> _GIVEN EXERCISE 1_
Locate every line in the listing that holds the word "pink" and copy each one.

> _TEXT PASSAGE_
===

God spoke to Joshua sharing that he needed to take 12 men from the tribes of Israel. Each man would need to carry a stone to create a memorial forever (Joshua 12:2-7.) This memorial was to be reflective of a similar miracle God had done previously through Moses when he split the Red Sea. Well, at this point, Moses was dead.

God was revealing himself to Joshua in similar ways he’d revealed himself to Moses. God had caused the Jordan river to be dried up for the children of Israel to pass over it (Joshua 3:12-17.) This was to be a memorial to the next generations to come. This memorial was to remind each generation that God would be with them and for them as he’d been with Moses, Joshua, and so on.

Likewise, we have similar memorials of God being with us within African American history. Africans who tell stories to preserve our history and culture are called Griots in parts of Africa. This is reflective of what the Israelites had as they passed down the stories of deliverance out of Egypt to their children. These memorials reflect the gospel of Jesus Christ and they remind us that God isn’t a partial God that excludes us, but he is also for us.

I recall this when I read books from our ancestors who trusted in Christ to challenge racially biased systems that were set up to oppress us. It is through many who followed Christ that many of the biased laws in this country have been changed into a position of justice for all, not just some.

Ida B. Wells shared in the prayer below comparing her journey to that of the children of Israel. She’d experienced a ruling in her favor regarding a racial incident on a train that had been overturned by the Supreme Court of Tennessee:

“O God, is there no redress, no peace, no justice in this land for us? Thou has always fought the battles of the weak and oppressed. Come to my aid at this moment and teach me what to do, for I am sorely, bitterly disappointed. Show us the way, even as thou led the children of Israel out of bondage into the promised land.”

Ida’s prayer and her very life along with the lives of many within African American history serve as memorials to us. We are the future generations that are refreshed to see that as God stood with them, he will also stand with us. This is particularly important for many of us within the Black community. When a single woman like myself logs on to a dating app or meets Black men in person who shows interest in me. And he shares that he is spiritual, but not religious—meaning that he doesn’t acknowledge Christ as his savior—my heart is grieved.

Why? Because there is damage that is done when African-Americans do not know their history and culture for themselves. Or, when African-Americans misunderstand their history and culture to be limited by what they currently see. A lot of what we see today is the result of what happened years before we got here.

There have always been challenges, but things have gotten better and will continue to get better due to the work of those who have come before us. Ida B. Wells was very well known for her writings, campaigns, and speaking to bring mass attention to lynchings that took place against African-Americans mostly males.

She noted that there was no due process, but these things were carried out by angry mobs. Without her work, those in the southern states of America would still be afraid that they could be killed without the due process of law simply for being a successful Black business owner.

Ida noted that Lynching’s in the south were a form of domestic terrorism to discourage success among Black business owners. This ministry of fighting against lynching had begun after a friend of Ida’s, a Black store owner in the community of Tennessee, had been lynched for defending his store. There had been White agitators who were stealing out of his store and harassing him. The law would not protect the store saying it was out of the jurisdiction.

===

> _GIVEN EXERCISE 2_
From the passage on Ida B. Wells, give the part that opens with the words containing "Ida noted that" and closes with "of the jurisdiction.", substituting "intruders" for "agitators".

Location identification entries
===

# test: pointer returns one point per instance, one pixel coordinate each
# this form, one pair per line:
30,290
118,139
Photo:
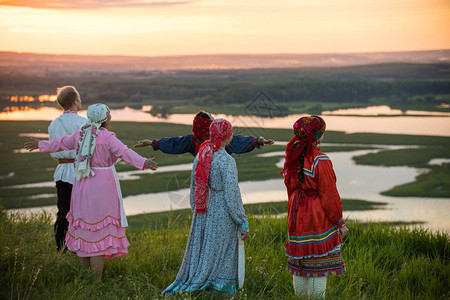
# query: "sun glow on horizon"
220,26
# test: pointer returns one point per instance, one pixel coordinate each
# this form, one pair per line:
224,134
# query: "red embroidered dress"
314,216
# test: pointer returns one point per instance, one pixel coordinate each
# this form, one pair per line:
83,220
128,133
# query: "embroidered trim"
337,248
312,239
93,223
70,112
109,235
312,171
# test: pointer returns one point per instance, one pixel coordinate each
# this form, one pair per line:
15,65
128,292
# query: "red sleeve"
328,194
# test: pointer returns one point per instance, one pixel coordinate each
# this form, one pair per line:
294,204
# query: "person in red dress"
315,223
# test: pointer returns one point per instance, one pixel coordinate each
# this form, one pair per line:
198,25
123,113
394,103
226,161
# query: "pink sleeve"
328,194
122,151
68,142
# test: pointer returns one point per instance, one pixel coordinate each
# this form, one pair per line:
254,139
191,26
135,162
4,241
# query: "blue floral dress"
211,256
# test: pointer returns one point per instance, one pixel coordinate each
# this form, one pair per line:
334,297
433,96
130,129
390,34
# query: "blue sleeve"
242,144
233,195
175,145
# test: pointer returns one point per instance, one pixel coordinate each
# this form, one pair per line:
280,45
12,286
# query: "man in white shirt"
66,124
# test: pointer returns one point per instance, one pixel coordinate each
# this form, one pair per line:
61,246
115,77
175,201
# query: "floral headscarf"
219,130
307,131
96,115
200,128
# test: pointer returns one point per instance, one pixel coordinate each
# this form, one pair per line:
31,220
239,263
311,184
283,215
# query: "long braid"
301,160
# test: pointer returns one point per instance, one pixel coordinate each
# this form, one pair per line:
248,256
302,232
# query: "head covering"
96,115
200,128
307,131
219,130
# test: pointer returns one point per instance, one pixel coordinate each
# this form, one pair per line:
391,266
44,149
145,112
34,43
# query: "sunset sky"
169,27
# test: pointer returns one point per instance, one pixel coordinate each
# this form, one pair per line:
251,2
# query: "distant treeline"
391,82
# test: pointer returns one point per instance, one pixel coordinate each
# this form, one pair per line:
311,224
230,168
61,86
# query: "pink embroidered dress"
96,217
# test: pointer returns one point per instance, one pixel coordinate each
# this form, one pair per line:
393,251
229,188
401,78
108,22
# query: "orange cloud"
90,4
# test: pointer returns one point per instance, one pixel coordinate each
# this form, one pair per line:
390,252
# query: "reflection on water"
35,135
41,98
439,125
354,182
382,110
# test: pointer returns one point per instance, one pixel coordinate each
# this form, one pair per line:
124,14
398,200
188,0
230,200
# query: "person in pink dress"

===

> _FULL OUTPUT 1_
# query: "pink sleeve"
# query: "pink embroidered dress"
# query: "person in pink dress"

> _FULL OUTPUT 2_
Ida noted that Lynching’s in the south were a form of domestic terrorism to discourage success among Black business owners. This ministry of fighting against lynching had begun after a friend of Ida’s, a Black store owner in the community of Tennessee, had been lynched for defending his store. There had been White intruders who were stealing out of his store and harassing him. The law would not protect the store saying it was out of the jurisdiction.